▶ [Data excerpts]

"""

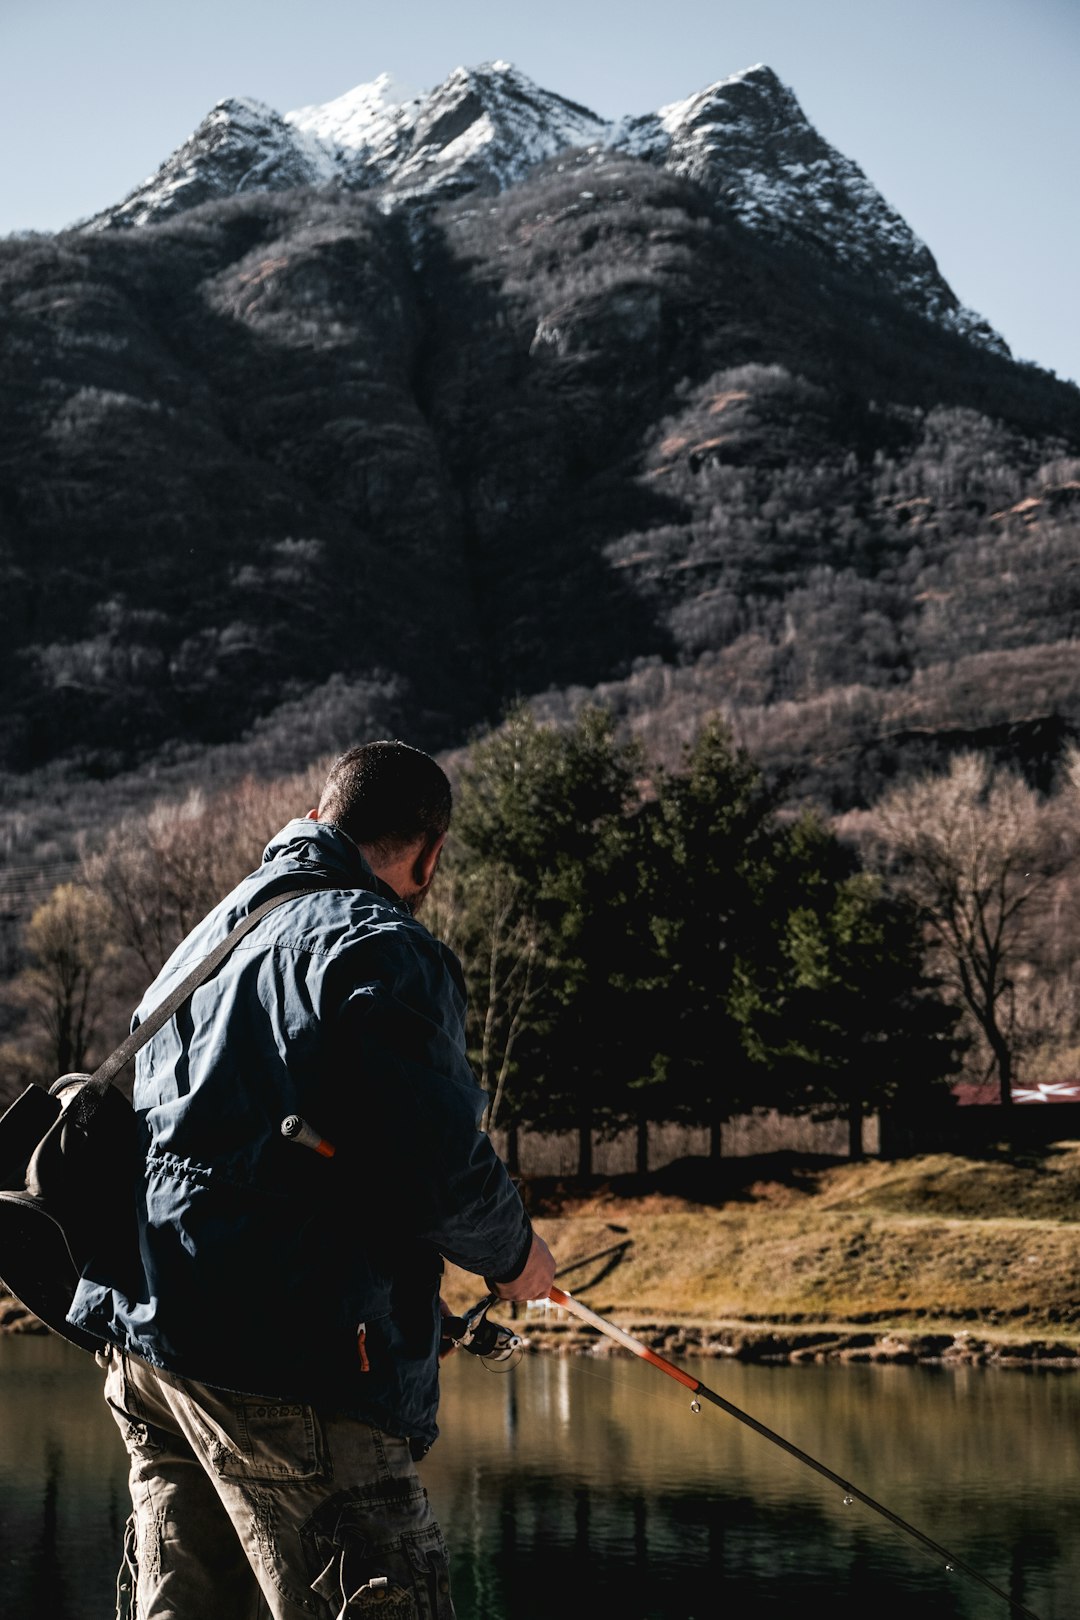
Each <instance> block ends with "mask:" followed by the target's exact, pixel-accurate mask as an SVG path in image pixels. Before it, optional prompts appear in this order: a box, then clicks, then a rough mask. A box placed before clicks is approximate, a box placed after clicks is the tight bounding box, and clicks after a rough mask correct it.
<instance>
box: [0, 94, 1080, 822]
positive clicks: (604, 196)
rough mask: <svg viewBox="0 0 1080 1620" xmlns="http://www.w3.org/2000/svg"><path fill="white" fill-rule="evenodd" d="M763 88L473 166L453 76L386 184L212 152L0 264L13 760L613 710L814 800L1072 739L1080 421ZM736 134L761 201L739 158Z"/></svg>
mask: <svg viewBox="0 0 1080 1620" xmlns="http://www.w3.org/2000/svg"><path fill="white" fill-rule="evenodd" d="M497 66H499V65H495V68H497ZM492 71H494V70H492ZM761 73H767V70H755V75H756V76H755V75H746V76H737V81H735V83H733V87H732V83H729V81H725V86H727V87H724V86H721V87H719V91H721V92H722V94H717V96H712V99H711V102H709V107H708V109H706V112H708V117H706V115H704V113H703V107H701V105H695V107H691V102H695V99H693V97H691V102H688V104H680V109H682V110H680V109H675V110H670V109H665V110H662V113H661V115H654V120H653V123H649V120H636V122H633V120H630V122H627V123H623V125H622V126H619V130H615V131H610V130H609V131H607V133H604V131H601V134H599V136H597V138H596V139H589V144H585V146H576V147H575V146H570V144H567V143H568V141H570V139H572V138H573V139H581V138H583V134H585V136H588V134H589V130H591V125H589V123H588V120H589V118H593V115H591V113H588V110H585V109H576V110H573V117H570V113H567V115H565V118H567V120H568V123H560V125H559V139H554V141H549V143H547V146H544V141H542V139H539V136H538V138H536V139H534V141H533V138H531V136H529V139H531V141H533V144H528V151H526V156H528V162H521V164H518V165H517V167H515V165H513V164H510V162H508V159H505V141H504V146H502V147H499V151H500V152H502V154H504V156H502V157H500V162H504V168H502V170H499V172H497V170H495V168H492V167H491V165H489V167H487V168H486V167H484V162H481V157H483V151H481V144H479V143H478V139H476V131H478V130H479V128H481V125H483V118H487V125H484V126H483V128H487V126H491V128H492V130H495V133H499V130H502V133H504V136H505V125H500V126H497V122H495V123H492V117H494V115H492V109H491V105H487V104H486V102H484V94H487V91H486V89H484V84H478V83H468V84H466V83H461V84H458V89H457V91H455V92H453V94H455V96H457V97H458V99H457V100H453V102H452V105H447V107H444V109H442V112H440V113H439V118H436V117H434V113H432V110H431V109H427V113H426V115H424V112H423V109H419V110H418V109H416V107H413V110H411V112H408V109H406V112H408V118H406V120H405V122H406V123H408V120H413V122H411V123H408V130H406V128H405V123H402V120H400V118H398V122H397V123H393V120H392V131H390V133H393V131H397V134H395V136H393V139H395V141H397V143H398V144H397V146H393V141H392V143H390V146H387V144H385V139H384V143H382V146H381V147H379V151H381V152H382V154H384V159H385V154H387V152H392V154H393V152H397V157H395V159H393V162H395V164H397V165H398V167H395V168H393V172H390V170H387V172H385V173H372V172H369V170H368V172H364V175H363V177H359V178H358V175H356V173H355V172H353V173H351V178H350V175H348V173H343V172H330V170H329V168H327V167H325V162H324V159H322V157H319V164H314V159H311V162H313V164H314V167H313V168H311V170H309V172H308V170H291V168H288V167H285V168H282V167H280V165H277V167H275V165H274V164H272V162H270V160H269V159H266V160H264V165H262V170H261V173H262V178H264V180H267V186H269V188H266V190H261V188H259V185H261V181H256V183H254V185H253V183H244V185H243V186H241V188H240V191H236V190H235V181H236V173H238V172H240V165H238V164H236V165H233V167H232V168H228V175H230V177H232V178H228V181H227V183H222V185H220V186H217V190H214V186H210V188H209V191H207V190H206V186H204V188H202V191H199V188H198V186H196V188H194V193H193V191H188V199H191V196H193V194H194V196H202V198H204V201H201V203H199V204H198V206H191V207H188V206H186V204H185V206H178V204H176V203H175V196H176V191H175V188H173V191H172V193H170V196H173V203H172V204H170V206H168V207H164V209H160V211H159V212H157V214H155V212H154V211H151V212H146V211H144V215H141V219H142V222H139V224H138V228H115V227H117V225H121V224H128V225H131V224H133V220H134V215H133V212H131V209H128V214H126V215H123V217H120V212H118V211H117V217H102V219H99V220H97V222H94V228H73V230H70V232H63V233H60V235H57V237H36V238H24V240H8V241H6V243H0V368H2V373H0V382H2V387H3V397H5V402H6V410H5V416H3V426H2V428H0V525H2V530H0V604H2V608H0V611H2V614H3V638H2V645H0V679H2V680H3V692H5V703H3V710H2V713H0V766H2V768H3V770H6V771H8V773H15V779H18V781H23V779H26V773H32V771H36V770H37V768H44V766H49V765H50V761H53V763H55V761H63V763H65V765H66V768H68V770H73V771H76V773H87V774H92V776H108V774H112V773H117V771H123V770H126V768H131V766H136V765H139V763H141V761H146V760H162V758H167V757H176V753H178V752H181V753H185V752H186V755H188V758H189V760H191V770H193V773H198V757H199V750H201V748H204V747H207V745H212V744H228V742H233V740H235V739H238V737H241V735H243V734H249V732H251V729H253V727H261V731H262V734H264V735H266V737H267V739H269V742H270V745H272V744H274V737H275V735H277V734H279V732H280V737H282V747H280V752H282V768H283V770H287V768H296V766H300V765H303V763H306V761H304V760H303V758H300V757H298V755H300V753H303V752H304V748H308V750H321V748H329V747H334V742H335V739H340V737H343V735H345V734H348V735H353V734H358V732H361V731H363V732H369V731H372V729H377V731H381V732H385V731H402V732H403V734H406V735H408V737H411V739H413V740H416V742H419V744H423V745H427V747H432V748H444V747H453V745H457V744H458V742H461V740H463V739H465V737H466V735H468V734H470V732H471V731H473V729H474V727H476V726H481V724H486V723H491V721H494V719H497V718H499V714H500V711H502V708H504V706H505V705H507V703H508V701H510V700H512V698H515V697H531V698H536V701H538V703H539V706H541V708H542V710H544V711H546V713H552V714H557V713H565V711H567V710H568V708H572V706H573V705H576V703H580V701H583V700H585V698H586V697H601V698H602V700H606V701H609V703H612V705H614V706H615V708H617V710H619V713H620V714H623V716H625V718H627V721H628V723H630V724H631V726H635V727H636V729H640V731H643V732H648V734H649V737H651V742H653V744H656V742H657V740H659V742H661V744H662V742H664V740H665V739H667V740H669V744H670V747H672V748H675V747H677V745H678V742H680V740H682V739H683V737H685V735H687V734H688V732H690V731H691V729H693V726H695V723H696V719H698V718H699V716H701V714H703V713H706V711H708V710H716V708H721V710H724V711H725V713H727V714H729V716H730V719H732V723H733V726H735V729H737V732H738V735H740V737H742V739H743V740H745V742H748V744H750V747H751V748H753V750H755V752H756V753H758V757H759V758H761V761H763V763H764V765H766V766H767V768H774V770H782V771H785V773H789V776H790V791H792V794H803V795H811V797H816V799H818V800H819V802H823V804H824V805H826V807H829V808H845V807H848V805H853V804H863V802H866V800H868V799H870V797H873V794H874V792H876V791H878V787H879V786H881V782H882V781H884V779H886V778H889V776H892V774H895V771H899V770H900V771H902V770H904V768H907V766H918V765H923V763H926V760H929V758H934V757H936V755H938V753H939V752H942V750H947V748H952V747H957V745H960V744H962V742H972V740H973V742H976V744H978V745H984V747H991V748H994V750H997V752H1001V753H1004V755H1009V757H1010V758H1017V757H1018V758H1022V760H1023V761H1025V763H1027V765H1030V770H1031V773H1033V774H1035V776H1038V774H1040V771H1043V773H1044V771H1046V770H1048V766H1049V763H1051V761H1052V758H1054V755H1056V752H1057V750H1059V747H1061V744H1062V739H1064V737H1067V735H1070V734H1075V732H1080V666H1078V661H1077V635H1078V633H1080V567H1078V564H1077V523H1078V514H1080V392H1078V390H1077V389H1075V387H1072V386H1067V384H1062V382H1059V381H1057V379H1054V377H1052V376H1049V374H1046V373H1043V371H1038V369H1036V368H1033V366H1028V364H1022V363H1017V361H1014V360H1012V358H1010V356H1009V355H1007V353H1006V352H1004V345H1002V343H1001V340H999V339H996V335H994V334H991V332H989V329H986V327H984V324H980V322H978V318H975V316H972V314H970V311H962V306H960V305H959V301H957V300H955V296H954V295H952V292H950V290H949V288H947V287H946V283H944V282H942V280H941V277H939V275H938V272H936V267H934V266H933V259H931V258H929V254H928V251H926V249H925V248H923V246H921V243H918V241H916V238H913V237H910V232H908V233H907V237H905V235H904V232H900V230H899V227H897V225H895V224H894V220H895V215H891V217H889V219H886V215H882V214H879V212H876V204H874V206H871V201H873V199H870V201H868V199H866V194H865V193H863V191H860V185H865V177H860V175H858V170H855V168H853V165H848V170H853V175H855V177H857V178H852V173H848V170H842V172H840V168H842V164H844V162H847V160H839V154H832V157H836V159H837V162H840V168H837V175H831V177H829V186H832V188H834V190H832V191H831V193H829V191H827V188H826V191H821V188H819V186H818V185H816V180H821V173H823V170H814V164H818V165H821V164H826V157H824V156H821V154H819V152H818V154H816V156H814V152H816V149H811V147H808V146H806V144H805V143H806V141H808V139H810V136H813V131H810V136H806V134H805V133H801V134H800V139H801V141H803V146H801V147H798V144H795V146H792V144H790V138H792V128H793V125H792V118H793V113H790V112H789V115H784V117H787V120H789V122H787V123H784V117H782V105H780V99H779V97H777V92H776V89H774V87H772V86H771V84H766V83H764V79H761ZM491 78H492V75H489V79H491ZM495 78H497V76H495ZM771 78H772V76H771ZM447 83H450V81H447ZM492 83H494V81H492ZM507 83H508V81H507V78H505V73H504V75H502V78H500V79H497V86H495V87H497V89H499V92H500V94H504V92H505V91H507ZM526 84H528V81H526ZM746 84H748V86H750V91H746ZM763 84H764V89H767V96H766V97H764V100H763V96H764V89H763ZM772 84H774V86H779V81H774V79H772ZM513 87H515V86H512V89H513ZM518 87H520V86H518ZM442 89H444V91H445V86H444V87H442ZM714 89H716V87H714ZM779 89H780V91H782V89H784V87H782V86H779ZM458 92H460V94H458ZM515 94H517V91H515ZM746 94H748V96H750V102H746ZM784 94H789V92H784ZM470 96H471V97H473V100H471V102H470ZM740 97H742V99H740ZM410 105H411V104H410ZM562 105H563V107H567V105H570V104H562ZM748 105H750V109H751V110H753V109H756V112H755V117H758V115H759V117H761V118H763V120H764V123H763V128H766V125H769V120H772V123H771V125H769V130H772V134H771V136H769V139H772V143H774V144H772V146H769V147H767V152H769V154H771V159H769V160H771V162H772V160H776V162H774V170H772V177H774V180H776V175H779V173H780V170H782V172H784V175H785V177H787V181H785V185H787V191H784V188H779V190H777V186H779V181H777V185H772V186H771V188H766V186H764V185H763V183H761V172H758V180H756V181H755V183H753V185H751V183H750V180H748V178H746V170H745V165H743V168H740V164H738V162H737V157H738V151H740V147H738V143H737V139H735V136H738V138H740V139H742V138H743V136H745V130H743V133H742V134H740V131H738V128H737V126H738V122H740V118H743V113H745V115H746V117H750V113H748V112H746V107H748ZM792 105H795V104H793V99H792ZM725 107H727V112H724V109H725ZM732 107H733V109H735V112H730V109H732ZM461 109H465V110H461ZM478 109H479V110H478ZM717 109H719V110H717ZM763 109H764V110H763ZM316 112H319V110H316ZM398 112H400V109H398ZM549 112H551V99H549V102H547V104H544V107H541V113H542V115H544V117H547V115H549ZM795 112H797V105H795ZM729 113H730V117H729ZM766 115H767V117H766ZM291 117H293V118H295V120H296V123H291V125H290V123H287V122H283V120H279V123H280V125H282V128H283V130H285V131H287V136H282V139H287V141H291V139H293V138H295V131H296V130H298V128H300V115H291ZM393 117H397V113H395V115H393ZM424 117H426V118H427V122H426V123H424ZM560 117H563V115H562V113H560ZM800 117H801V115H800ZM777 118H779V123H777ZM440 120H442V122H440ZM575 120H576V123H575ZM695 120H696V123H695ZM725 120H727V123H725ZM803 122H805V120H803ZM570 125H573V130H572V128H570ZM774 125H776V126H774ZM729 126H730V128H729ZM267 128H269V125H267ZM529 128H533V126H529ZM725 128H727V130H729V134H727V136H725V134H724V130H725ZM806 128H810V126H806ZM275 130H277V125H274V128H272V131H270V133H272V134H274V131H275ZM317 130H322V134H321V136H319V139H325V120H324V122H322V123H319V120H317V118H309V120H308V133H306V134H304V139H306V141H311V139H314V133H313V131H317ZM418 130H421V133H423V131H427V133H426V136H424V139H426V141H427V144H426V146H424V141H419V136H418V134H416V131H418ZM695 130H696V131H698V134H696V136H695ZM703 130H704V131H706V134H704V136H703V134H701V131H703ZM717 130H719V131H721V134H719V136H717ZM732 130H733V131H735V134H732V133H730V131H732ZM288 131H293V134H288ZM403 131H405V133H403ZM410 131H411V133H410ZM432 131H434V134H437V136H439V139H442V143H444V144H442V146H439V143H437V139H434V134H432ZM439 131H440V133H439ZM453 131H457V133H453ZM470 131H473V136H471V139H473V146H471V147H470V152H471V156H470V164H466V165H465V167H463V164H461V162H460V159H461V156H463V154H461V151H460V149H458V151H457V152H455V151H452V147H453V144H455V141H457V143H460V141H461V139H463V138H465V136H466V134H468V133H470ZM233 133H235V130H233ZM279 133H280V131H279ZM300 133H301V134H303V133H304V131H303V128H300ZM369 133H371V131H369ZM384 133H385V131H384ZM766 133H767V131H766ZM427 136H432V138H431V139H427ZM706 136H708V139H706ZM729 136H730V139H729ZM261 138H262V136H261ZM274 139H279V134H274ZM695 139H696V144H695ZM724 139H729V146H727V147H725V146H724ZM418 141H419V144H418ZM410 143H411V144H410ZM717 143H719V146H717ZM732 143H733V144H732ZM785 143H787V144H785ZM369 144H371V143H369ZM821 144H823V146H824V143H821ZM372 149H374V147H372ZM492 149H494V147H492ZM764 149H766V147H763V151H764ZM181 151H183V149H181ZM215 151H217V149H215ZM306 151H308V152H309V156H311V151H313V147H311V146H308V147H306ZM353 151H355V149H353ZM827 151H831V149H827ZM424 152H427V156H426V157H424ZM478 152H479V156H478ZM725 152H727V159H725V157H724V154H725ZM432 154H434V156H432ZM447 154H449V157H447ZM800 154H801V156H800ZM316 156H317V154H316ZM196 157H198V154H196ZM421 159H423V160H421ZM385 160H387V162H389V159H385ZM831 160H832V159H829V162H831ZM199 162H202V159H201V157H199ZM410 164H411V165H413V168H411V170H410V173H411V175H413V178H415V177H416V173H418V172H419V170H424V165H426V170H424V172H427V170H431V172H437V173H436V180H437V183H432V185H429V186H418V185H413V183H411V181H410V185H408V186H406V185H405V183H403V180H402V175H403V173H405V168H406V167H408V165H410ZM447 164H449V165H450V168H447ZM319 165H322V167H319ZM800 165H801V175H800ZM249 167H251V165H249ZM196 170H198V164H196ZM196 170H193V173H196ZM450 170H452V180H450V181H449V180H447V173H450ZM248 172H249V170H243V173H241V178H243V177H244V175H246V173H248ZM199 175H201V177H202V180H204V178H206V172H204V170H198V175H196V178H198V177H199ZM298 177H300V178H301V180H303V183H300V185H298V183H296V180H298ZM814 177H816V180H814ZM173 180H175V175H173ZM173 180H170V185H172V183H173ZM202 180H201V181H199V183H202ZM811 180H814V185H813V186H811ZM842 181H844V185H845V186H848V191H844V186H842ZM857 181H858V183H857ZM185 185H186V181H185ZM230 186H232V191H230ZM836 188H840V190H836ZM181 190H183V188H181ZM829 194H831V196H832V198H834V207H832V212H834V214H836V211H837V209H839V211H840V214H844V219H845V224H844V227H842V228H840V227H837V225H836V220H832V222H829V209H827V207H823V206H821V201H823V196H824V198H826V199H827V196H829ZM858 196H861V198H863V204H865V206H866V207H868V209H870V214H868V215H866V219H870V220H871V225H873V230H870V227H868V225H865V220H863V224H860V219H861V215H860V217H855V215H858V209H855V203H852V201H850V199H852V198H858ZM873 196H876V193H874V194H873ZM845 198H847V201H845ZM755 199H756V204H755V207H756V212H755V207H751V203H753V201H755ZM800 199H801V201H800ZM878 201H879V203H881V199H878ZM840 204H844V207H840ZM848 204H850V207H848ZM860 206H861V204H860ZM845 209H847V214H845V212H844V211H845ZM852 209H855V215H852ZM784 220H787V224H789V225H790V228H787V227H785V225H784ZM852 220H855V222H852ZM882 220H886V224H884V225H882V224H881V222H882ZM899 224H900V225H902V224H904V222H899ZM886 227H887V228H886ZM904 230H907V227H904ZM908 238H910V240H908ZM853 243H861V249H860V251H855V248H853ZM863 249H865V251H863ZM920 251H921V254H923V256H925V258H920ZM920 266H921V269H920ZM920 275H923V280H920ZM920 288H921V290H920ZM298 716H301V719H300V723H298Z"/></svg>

"""

If a picture appears among the records, leave it out, and otherwise reproduce exactly every line from the first line through the one with "positive clicks: (604, 196)", both included.

Each <instance> block ends with "mask:" followed by the target's exact, pixel-accurate mask as an SVG path in image pixels. Before it, optional prompts appear in this order: a box, then clicks, then a rough mask. A box placed before clicks is approximate, a box placed after clicks is the tight bounding box, and clicks after a rough mask correct it.
<instance>
box: [0, 94, 1080, 822]
positive clicks: (604, 196)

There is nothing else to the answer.